▶ [Given exercise]:
Continue the blog post about brands listening to their consumers online, picking up right after its last sentence.

▶ [Extract]:
When Brands Listen

15 Oct

shapeimage_3-5Following a great blog-entry by Jamie yesterday, I decided to give my voice on this subject

It’s been quite a while now that the blogosphere has been rather influential in understanding trends, efficient in creating discussions between users and interesting enough to generate reactions. I am sure we can all think about campaigns or brands’ activities online which have generated such things and created a massive buzz…

However, only recently brands have started to become truly aware that what before was a ‘niche audience’ is now a ‘mainstream voice’ to hardly ignore.

We had so many examples in the past few weeks on how brands have started listening to their consumers online, giving a special attention to us bloggers out there, setting remarkable examples on how brands should really behave towards us consumers.

It is fairly basic knowledge that through listening to the consumer companies learn what product and/or service aspects drive purchasing decisions.

Online marketing gained greater effectiveness thanks to the lack of interactivity that display offline media used to offer, which to certain extent still does today!

We initially started to record click-through-rates and conversions; then we got to measure interaction rates within the elements of a rich media ad; now, we can easily read what our consumers think about us and our products in real time… as simple as that!

Brands nowadays need to understand that users find so much easier leaving short comments on forums and blogs than spending hours of their time to go through customer service or write an angry email which never gets replied.

As mentioned in Jamie’s blog-entry, brands do need to engage their users into a two-way communication. Now I wonder, what is better than monitoring the influential blogosphere for your brand, listen to what people are saying about it and behave with them accordingly?

It doesn’t take much does it?

Today I was reading a brilliant post by Jonathan Hopkins where he’s writing about his experience with Vodafone. The blog post is called “Vodafone is Listening” which is definitely worth checking out. Jonathan had written a very long and angry post about the recent crappy experience he’d had with Vodafone concerning using mobile broadbrand abroad.

▶ [Record set]:
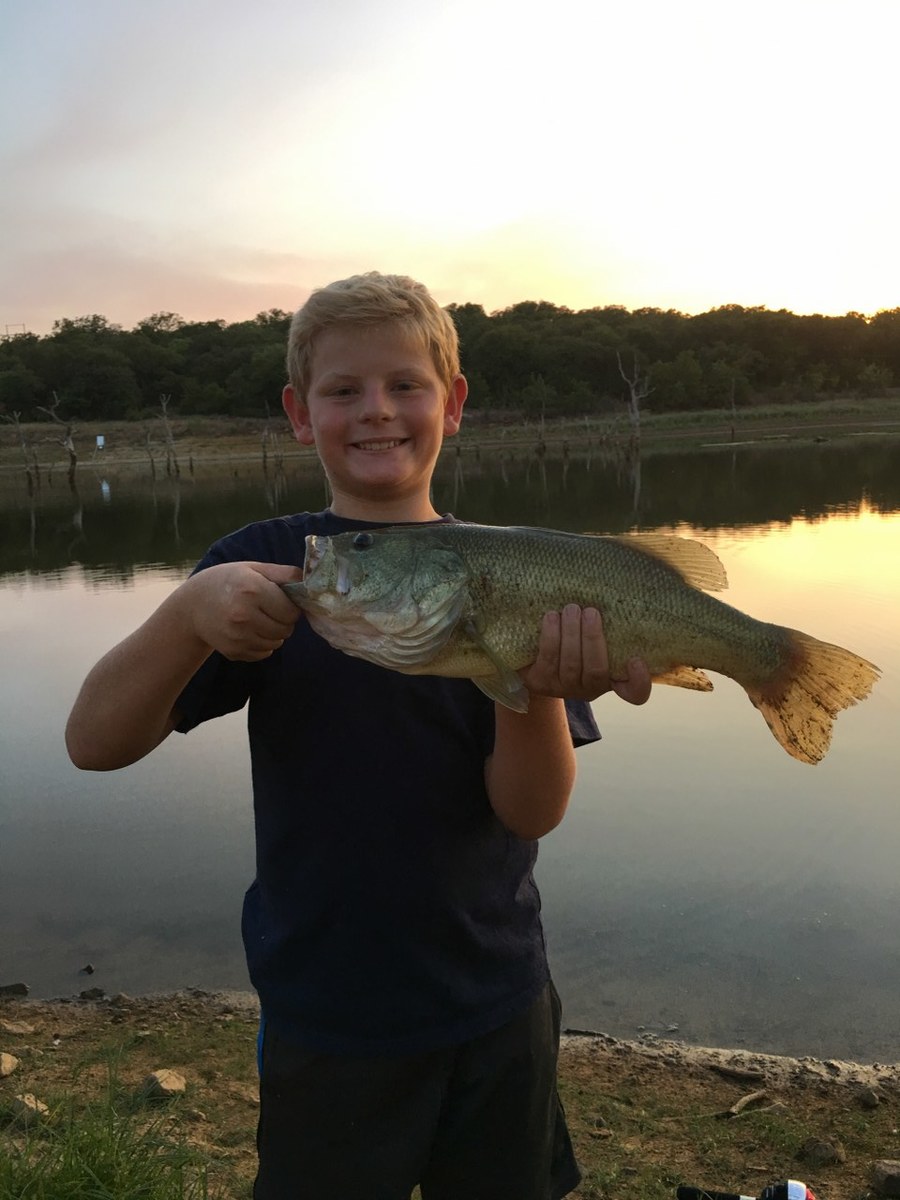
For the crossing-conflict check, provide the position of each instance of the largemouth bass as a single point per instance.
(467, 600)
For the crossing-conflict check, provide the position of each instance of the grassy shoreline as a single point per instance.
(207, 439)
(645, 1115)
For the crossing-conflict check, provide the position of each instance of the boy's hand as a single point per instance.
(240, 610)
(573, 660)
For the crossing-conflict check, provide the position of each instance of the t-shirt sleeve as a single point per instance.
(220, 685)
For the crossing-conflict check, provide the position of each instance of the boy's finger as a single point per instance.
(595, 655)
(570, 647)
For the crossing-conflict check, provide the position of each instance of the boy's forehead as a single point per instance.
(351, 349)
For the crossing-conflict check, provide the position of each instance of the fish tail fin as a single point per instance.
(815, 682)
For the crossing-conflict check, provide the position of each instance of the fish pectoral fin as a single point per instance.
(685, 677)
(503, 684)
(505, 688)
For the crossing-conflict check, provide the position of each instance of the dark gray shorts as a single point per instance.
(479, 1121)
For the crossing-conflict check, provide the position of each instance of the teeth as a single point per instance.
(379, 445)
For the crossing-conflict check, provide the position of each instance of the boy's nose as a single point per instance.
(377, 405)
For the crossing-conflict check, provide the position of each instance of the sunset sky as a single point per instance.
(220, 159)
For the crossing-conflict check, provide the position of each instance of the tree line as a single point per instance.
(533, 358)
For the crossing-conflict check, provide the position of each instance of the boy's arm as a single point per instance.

▶ [Task result]:
The post included 10 fairly-direct accusations to Vodafone from Jonathan who was obviously disappointed by the whole experience after receiving a bill of nearly US $3,000

Astonishingly, after 4 days from the complaint, a certain Gemma from Vodafone replied to his blog entry through the comments’ space (and also emailing him directly) with one of the longest replies I’ve ever seen on a blog … sorting out all the issues for Mr. Hopkins

This is what Jonathan then replied – “I really appreciate the fact that you (Gemma) have responded  to my post and as such feel a lot warmer to Vodafone now. You’ve put a human face on things and made me feel like my whinge was just a little bit worthwhile.”

That’s exactly what every brand should be doing and create those ever-lasting relationships with their consumers, retaining their loyalty and constantly let them feel part of the brand

Companies like Vodafone, as in this case, together with EA and Becks mentioned in Jamie’s entry, are definitely some of the ones who get my respect for simply ‘listenting’ the way it should be done…

Who is next?



Posted by on October 15, 2008 in Thought Piece


Tags: , , , , , , , , , , , ,

2 responses to “When Brands Listen

  1. Jonathan

    December 15, 2008 at 2:48 pm

    Wow. How crazy, your trackback has only just come through! Glad you enjoyed the post. I think Vodafone did indeed do well on that occasion after a bit of a mega FAIL.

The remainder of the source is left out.